TEXT UNDER STUDY:

►

While I love your interpretation, Michael… Respectfully, I think you MIGHT be giving John a little too much credit. 🙂 I think he just wanted the bigger laugh, which he was used to getting 90% of the time. But again…. that just my opinion.
Oh, you’re probably right @ChelseaQW. I just wanted to go easy on John for a change. 🙂
This is a great August 1986 hour long Paul McCartney interview by Barbara Hower from Entertainment This Week. She asked him a lot of great intelligent questions including how he felt about John Lennon’s horrible,tragic murder and she got a rare great interview out of him and he comes across as very likeable intelligent,funny,serious and charming.
This is really the best interview with Paul that I have ever seen or heard.She also talked to him about his drug arrests and all of drug related songs of The Beatles and his time in jail in Japan because of having tons of pot with him and she asked him after having so many groupies how has he managed to stat faithful to one woman,and he only half jokingly says it hasn’t been easy.And in between commercials Lionel Richie and David lee Roth talk about how great The Beatles,especially John and Paul were as song writers.

◄

EXERCISE INSTRUCTIONS:
**A.** Return the stretch of the McCartney interview comments from "This is really" through "as song writers.", copying it word for word.
**B.** For each statement, say yes or no according to the McCartney interview comments, and quote the words that decide it: (i) Barbara Hower conducted the interview. (ii) The interview lasts half an hour. (iii) Paul McCartney spent time in jail in Japan.

DATA EXTRACTS:

►

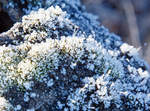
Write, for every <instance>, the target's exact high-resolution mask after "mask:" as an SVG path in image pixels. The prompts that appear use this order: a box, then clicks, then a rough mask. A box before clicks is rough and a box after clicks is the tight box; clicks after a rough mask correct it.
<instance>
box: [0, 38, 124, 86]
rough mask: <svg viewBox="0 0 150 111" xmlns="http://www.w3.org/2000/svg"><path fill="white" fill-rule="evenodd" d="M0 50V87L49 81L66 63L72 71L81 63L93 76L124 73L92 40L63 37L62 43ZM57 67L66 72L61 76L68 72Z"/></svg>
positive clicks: (57, 40) (20, 47)
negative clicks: (97, 73)
mask: <svg viewBox="0 0 150 111" xmlns="http://www.w3.org/2000/svg"><path fill="white" fill-rule="evenodd" d="M0 48H1V50H0V51H1V52H0V55H1V57H0V65H1V70H0V72H1V76H0V77H1V82H0V86H1V88H6V87H8V86H12V85H14V84H15V85H18V86H20V85H23V86H24V87H26V82H29V81H31V80H32V79H36V80H37V81H43V78H47V79H48V80H49V77H48V75H47V73H48V72H55V70H59V69H58V66H59V64H61V62H64V63H65V61H67V60H68V61H69V62H70V63H69V64H66V65H67V66H68V67H69V66H70V67H71V68H72V69H74V68H75V67H76V65H77V64H81V65H82V67H83V68H86V69H88V70H91V71H92V72H94V73H98V74H105V73H108V72H109V74H110V76H112V77H113V78H119V77H120V75H121V74H123V68H122V64H121V63H120V62H119V61H118V60H117V59H116V58H115V57H112V56H111V55H109V53H107V51H106V50H105V49H103V47H102V46H101V44H99V43H97V42H96V41H95V40H94V39H92V38H88V39H86V38H84V37H81V38H80V37H79V38H78V37H62V38H61V40H52V39H47V40H46V42H42V43H39V44H34V45H33V44H30V43H24V44H22V45H18V46H8V47H5V46H1V47H0ZM61 59H64V60H65V61H61ZM73 64H76V65H73ZM118 65H119V67H118ZM59 67H62V69H63V71H62V72H64V71H65V72H64V73H63V74H65V73H69V72H66V71H67V70H68V69H65V68H63V65H62V66H59ZM58 76H59V75H58ZM78 76H79V75H78ZM45 82H46V83H47V82H48V81H45Z"/></svg>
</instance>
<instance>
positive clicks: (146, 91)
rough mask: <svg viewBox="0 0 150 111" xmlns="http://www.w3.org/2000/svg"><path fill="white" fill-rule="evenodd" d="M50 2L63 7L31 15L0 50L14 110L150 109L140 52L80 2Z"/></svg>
mask: <svg viewBox="0 0 150 111" xmlns="http://www.w3.org/2000/svg"><path fill="white" fill-rule="evenodd" d="M62 1H64V4H65V5H63V6H62ZM27 2H30V0H27ZM49 2H50V3H49V4H51V5H54V4H55V5H56V4H59V5H61V6H56V7H53V6H51V7H50V8H48V9H39V10H38V11H34V12H31V13H30V14H29V15H25V16H24V17H23V18H22V22H18V23H16V24H15V25H14V27H15V28H14V27H12V28H11V29H10V31H9V33H10V32H11V38H14V39H13V43H11V44H7V45H3V46H0V80H1V81H0V95H1V96H2V97H3V98H4V99H6V101H7V100H8V101H9V103H10V104H11V106H13V108H14V110H15V111H17V110H22V111H34V110H52V111H57V110H64V111H74V110H75V111H80V110H83V111H87V110H88V111H92V110H96V111H99V110H100V111H101V110H102V111H103V110H106V111H109V110H141V111H142V110H146V111H148V110H150V109H149V108H150V107H149V106H150V86H149V84H150V78H149V73H148V72H147V71H146V70H145V64H144V63H143V62H141V61H139V58H138V57H137V56H138V55H137V54H135V53H137V51H136V50H135V49H134V48H133V47H132V46H129V45H127V44H123V43H122V42H121V41H120V39H119V37H117V36H116V35H113V34H110V33H109V32H108V30H107V29H105V28H104V27H99V26H98V24H97V22H96V20H95V18H94V16H92V15H90V14H87V13H85V12H84V11H83V10H79V7H78V6H80V3H79V1H74V2H73V0H72V2H69V1H68V0H61V1H57V0H54V1H49ZM71 3H72V4H71ZM33 7H34V6H33ZM62 7H64V8H62ZM68 7H69V8H68ZM63 9H64V10H65V11H63ZM69 9H70V10H71V11H73V12H74V14H75V15H73V14H72V13H71V11H70V10H69ZM6 34H7V33H6ZM126 47H128V48H130V50H128V49H126ZM6 106H7V105H6ZM3 107H4V108H5V104H4V105H3ZM3 107H2V108H3ZM10 111H11V110H10Z"/></svg>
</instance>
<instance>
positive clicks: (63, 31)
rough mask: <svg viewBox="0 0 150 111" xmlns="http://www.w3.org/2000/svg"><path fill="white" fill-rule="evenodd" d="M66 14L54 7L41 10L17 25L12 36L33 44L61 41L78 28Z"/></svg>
mask: <svg viewBox="0 0 150 111" xmlns="http://www.w3.org/2000/svg"><path fill="white" fill-rule="evenodd" d="M67 16H68V15H67V14H66V12H63V11H62V10H61V8H60V7H59V6H56V7H55V8H54V7H53V6H52V7H50V8H48V9H47V10H44V9H39V11H38V12H31V14H30V15H26V16H24V17H23V18H22V22H21V23H16V24H15V26H14V27H17V28H16V29H14V30H13V32H12V34H13V36H14V38H17V40H16V41H14V42H16V43H18V42H19V41H18V40H21V41H24V42H26V41H28V42H31V43H35V42H41V41H44V40H46V38H53V39H60V37H61V36H65V35H72V34H73V33H74V31H75V30H76V28H77V27H76V26H75V25H74V24H72V22H71V21H70V20H69V19H68V17H67Z"/></svg>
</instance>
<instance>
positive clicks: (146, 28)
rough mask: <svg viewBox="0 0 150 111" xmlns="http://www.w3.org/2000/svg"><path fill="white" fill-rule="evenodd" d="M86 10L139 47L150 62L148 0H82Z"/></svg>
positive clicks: (118, 33) (129, 43) (142, 54)
mask: <svg viewBox="0 0 150 111" xmlns="http://www.w3.org/2000/svg"><path fill="white" fill-rule="evenodd" d="M82 2H83V4H84V5H85V6H86V9H87V11H88V12H90V13H93V14H95V15H97V16H98V17H99V19H98V20H99V21H100V22H101V24H102V25H104V26H106V27H107V28H108V29H109V30H110V31H111V32H114V33H116V34H118V35H120V36H121V37H122V39H123V41H125V42H127V43H129V44H131V45H133V46H135V47H141V52H140V53H141V55H142V56H143V57H144V58H145V60H147V61H148V62H149V63H150V58H149V54H150V7H149V6H150V0H138V1H137V0H82Z"/></svg>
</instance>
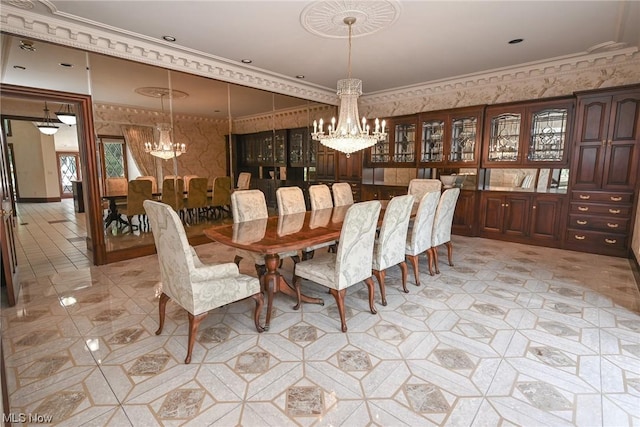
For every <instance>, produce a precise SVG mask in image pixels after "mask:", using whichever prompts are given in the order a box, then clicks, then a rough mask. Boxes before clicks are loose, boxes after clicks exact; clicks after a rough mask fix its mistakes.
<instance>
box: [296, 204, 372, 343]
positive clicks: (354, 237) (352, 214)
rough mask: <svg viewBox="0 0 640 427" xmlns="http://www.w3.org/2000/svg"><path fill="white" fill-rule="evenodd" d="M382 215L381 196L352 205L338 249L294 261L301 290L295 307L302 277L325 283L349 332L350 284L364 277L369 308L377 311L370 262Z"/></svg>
mask: <svg viewBox="0 0 640 427" xmlns="http://www.w3.org/2000/svg"><path fill="white" fill-rule="evenodd" d="M379 215H380V202H379V201H378V200H372V201H370V202H362V203H356V204H354V205H352V206H350V207H349V210H348V212H347V214H346V216H345V219H344V222H343V224H342V230H341V232H340V245H339V246H338V251H337V253H335V254H325V255H323V256H318V257H317V258H313V259H309V260H306V261H301V262H299V263H298V264H296V265H295V267H294V284H295V287H296V293H297V294H298V304H297V305H296V306H295V307H294V309H298V308H299V307H300V299H301V293H300V284H301V279H307V280H311V281H312V282H315V283H318V284H320V285H322V286H326V287H328V288H329V292H330V293H331V294H332V295H333V297H334V298H335V300H336V304H337V306H338V312H339V314H340V322H341V329H342V332H347V322H346V319H345V307H344V300H345V295H346V293H347V288H348V287H350V286H352V285H355V284H356V283H360V282H362V281H364V282H365V284H366V285H367V288H368V289H369V309H370V310H371V313H372V314H376V313H377V311H376V309H375V305H374V293H375V288H374V283H373V279H372V276H371V266H372V263H373V244H374V241H375V237H376V226H377V224H378V216H379Z"/></svg>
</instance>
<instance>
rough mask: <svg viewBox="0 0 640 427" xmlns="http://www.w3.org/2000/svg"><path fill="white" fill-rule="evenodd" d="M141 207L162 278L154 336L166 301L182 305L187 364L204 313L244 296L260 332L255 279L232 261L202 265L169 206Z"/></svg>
mask: <svg viewBox="0 0 640 427" xmlns="http://www.w3.org/2000/svg"><path fill="white" fill-rule="evenodd" d="M144 208H145V210H146V212H147V215H148V216H149V221H150V222H151V229H152V230H153V239H154V241H155V244H156V250H157V252H158V261H159V263H160V280H161V281H162V294H161V295H160V302H159V303H158V312H159V326H158V330H157V331H156V335H160V334H161V333H162V329H163V327H164V319H165V311H166V307H167V302H168V301H169V300H172V301H173V302H175V303H176V304H178V305H179V306H181V307H182V308H184V309H185V310H186V311H187V315H188V317H189V341H188V343H187V357H186V358H185V360H184V363H190V362H191V353H192V351H193V345H194V343H195V339H196V336H197V334H198V326H199V325H200V322H202V320H203V319H204V318H205V317H206V316H207V313H208V312H209V311H210V310H213V309H215V308H218V307H222V306H224V305H227V304H230V303H232V302H236V301H240V300H242V299H245V298H248V297H251V298H253V299H254V300H255V303H256V307H255V309H254V312H253V321H254V323H255V326H256V330H257V331H258V332H262V331H264V328H263V327H262V326H260V322H259V319H260V311H261V310H262V305H263V304H264V297H263V295H262V292H261V291H260V282H259V281H258V279H256V278H254V277H251V276H247V275H244V274H240V272H239V271H238V266H237V265H235V264H233V263H226V264H218V265H210V264H209V265H207V264H203V263H202V262H201V261H200V259H199V258H198V255H197V254H196V252H195V250H194V249H193V248H192V247H191V246H189V242H188V241H187V236H186V234H185V232H184V227H183V226H182V223H181V222H180V218H178V215H177V214H176V213H175V212H174V211H173V209H172V208H171V207H170V206H168V205H166V204H163V203H159V202H154V201H151V200H146V201H145V202H144Z"/></svg>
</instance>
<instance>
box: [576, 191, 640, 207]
mask: <svg viewBox="0 0 640 427" xmlns="http://www.w3.org/2000/svg"><path fill="white" fill-rule="evenodd" d="M571 200H572V201H581V202H590V203H612V204H615V203H623V204H631V201H632V200H633V193H615V192H613V193H612V192H609V191H607V192H603V191H572V192H571Z"/></svg>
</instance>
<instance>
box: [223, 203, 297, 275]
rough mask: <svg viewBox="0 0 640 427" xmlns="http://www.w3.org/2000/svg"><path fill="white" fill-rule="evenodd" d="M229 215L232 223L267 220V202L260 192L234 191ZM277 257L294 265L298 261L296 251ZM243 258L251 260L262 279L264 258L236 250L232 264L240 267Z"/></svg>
mask: <svg viewBox="0 0 640 427" xmlns="http://www.w3.org/2000/svg"><path fill="white" fill-rule="evenodd" d="M231 215H232V216H233V222H234V223H238V222H246V221H253V220H257V219H266V218H268V217H269V211H268V210H267V201H266V200H265V198H264V193H263V192H262V191H260V190H241V191H234V192H233V193H232V194H231ZM278 255H279V256H280V259H284V258H285V257H291V258H292V259H293V262H294V263H296V262H298V261H299V257H298V251H287V252H282V253H279V254H278ZM243 258H247V259H251V260H253V263H254V265H255V268H256V272H257V273H258V276H259V277H262V275H263V274H264V273H265V260H264V256H263V255H261V254H259V253H257V252H251V251H248V250H245V249H236V256H235V258H234V261H233V262H235V263H236V265H240V261H241V260H242V259H243Z"/></svg>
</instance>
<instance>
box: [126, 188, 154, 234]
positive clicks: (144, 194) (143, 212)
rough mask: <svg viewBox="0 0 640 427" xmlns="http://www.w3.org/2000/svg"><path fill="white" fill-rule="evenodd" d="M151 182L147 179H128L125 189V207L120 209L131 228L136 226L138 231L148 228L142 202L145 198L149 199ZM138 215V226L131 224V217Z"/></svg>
mask: <svg viewBox="0 0 640 427" xmlns="http://www.w3.org/2000/svg"><path fill="white" fill-rule="evenodd" d="M151 189H152V184H151V181H149V180H144V179H134V180H131V181H129V189H128V191H127V207H126V208H125V209H124V210H123V211H122V213H123V215H126V217H127V221H128V222H129V226H130V227H131V230H134V229H135V227H138V228H139V229H140V231H142V230H143V229H145V230H146V229H148V228H149V223H148V217H147V214H146V212H145V210H144V206H143V203H144V201H145V200H151V199H152V198H153V194H152V191H151ZM136 215H137V216H138V224H139V225H138V226H136V225H133V222H132V220H133V217H134V216H136Z"/></svg>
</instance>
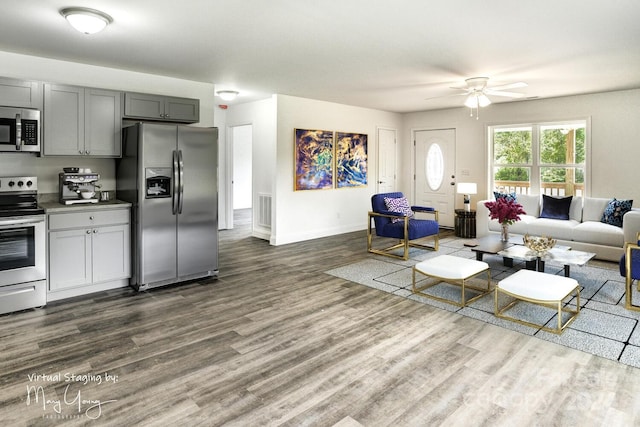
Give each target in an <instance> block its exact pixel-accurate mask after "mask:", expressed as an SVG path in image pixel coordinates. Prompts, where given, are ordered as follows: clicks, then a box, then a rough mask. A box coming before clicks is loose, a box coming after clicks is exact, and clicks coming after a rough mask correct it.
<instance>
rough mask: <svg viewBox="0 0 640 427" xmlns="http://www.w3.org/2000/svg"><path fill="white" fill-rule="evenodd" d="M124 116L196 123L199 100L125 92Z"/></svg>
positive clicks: (178, 121) (149, 94) (126, 116)
mask: <svg viewBox="0 0 640 427" xmlns="http://www.w3.org/2000/svg"><path fill="white" fill-rule="evenodd" d="M124 117H125V118H130V119H150V120H162V121H168V122H179V123H197V122H199V121H200V100H199V99H192V98H178V97H173V96H162V95H151V94H145V93H133V92H127V93H125V94H124Z"/></svg>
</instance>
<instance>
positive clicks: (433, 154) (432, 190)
mask: <svg viewBox="0 0 640 427" xmlns="http://www.w3.org/2000/svg"><path fill="white" fill-rule="evenodd" d="M425 162H426V165H425V171H426V175H427V177H426V178H427V184H429V188H430V189H431V191H437V190H439V189H440V187H441V186H442V182H443V181H444V155H443V154H442V148H440V145H438V144H437V143H433V144H431V146H430V147H429V151H427V158H426V159H425Z"/></svg>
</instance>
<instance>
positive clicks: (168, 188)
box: [116, 123, 218, 290]
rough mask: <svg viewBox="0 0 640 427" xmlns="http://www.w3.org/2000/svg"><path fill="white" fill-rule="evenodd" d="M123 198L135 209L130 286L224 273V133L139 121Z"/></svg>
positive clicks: (119, 196) (121, 188)
mask: <svg viewBox="0 0 640 427" xmlns="http://www.w3.org/2000/svg"><path fill="white" fill-rule="evenodd" d="M122 143H123V147H122V150H123V156H122V159H119V160H118V162H117V167H116V169H117V172H116V174H117V180H116V192H117V194H116V196H117V198H118V199H120V200H124V201H128V202H131V203H132V205H133V206H132V227H133V229H132V233H131V236H132V251H131V253H132V257H133V259H132V261H133V262H132V267H133V273H132V277H131V285H132V286H133V287H134V288H136V289H138V290H146V289H150V288H154V287H158V286H164V285H168V284H172V283H178V282H183V281H187V280H191V279H197V278H202V277H208V276H217V275H218V129H217V128H197V127H191V126H182V125H171V124H160V123H137V124H135V125H133V126H130V127H126V128H125V129H123V140H122Z"/></svg>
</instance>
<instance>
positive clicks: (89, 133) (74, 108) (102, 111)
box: [43, 84, 122, 157]
mask: <svg viewBox="0 0 640 427" xmlns="http://www.w3.org/2000/svg"><path fill="white" fill-rule="evenodd" d="M121 129H122V93H121V92H117V91H111V90H102V89H93V88H83V87H77V86H65V85H56V84H45V85H44V137H43V140H44V143H43V146H44V155H47V156H93V157H120V156H121V155H122V143H121V139H120V138H121Z"/></svg>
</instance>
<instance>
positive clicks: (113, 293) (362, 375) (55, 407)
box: [0, 226, 640, 427]
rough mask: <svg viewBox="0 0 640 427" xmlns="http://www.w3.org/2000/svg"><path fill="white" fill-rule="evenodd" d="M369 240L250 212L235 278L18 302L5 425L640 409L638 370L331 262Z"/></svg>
mask: <svg viewBox="0 0 640 427" xmlns="http://www.w3.org/2000/svg"><path fill="white" fill-rule="evenodd" d="M369 256H372V255H369V254H367V253H366V235H365V232H356V233H350V234H346V235H341V236H335V237H329V238H323V239H317V240H313V241H309V242H302V243H295V244H290V245H284V246H278V247H272V246H269V244H268V243H267V242H265V241H263V240H259V239H256V238H252V237H250V235H249V232H248V228H247V227H246V226H243V227H238V228H237V229H235V230H224V231H222V232H221V233H220V277H219V279H218V280H209V281H200V282H193V283H188V284H183V285H181V286H172V287H167V288H161V289H154V290H152V291H149V292H143V293H137V292H135V291H133V290H131V289H126V290H117V291H110V292H102V293H98V294H93V295H91V296H87V297H82V298H75V299H71V300H65V301H60V302H56V303H52V304H50V305H48V306H47V307H45V308H43V309H38V310H30V311H25V312H21V313H15V314H11V315H6V316H2V317H0V342H1V353H0V355H1V356H0V401H1V402H2V405H1V406H0V425H3V426H5V425H6V426H20V425H36V426H37V425H107V426H134V425H143V426H156V425H157V426H166V425H172V424H173V425H189V426H219V425H229V426H278V425H283V426H334V425H335V426H343V427H353V426H437V425H446V426H458V425H461V426H462V425H464V426H481V425H487V426H513V425H519V426H526V425H531V426H547V425H554V426H573V425H581V426H592V425H593V426H595V425H598V426H600V425H608V426H618V425H619V426H623V425H624V426H631V425H638V424H639V423H640V370H638V369H635V368H631V367H628V366H625V365H621V364H618V363H616V362H613V361H609V360H605V359H602V358H598V357H595V356H591V355H589V354H586V353H583V352H580V351H576V350H571V349H568V348H566V347H562V346H559V345H555V344H552V343H549V342H545V341H542V340H538V339H536V338H532V337H529V336H525V335H522V334H519V333H516V332H512V331H508V330H505V329H502V328H499V327H496V326H492V325H488V324H485V323H483V322H480V321H476V320H474V319H470V318H466V317H462V316H460V315H457V314H455V313H450V312H446V311H442V310H438V309H436V308H433V307H430V306H426V305H422V304H419V303H416V302H413V301H410V300H408V299H406V298H398V297H394V296H392V295H389V294H387V293H384V292H380V291H377V290H374V289H370V288H367V287H364V286H360V285H357V284H354V283H351V282H347V281H345V280H343V279H339V278H336V277H333V276H329V275H326V274H324V273H323V272H324V271H326V270H328V269H330V268H334V267H338V266H341V265H345V264H349V263H352V262H355V261H358V260H360V259H365V258H367V257H369ZM37 375H40V377H37ZM56 375H59V376H60V377H59V378H57V377H56ZM71 375H74V376H76V377H79V379H80V380H81V381H78V378H72V377H71ZM83 376H87V378H83ZM85 379H86V384H85V381H84V380H85ZM37 386H42V389H39V390H41V391H40V394H39V395H38V396H39V400H38V402H35V394H36V391H34V390H35V388H36V387H37ZM30 387H32V388H31V389H30ZM65 392H66V397H65ZM43 397H44V399H45V400H44V401H43ZM78 398H79V399H78ZM28 399H30V400H28ZM98 400H99V401H100V404H98V403H97V401H98ZM57 401H59V403H57ZM93 418H95V420H93Z"/></svg>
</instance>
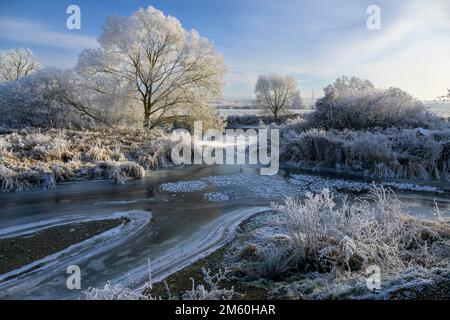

◄

SET OF ANSWERS:
**A.**
This is really the best interview with Paul that I have ever seen or heard.She also talked to him about his drug arrests and all of drug related songs of The Beatles and his time in jail in Japan because of having tons of pot with him and she asked him after having so many groupies how has he managed to stat faithful to one woman,and he only half jokingly says it hasn’t been easy.And in between commercials Lionel Richie and David lee Roth talk about how great The Beatles,especially John and Paul were as song writers.

**B.**
(i) Yes: "Paul McCartney interview by Barbara Hower from Entertainment This Week"
(ii) No: "This is a great August 1986 hour long Paul McCartney interview"
(iii) Yes: "his time in jail in Japan because of having tons of pot with him"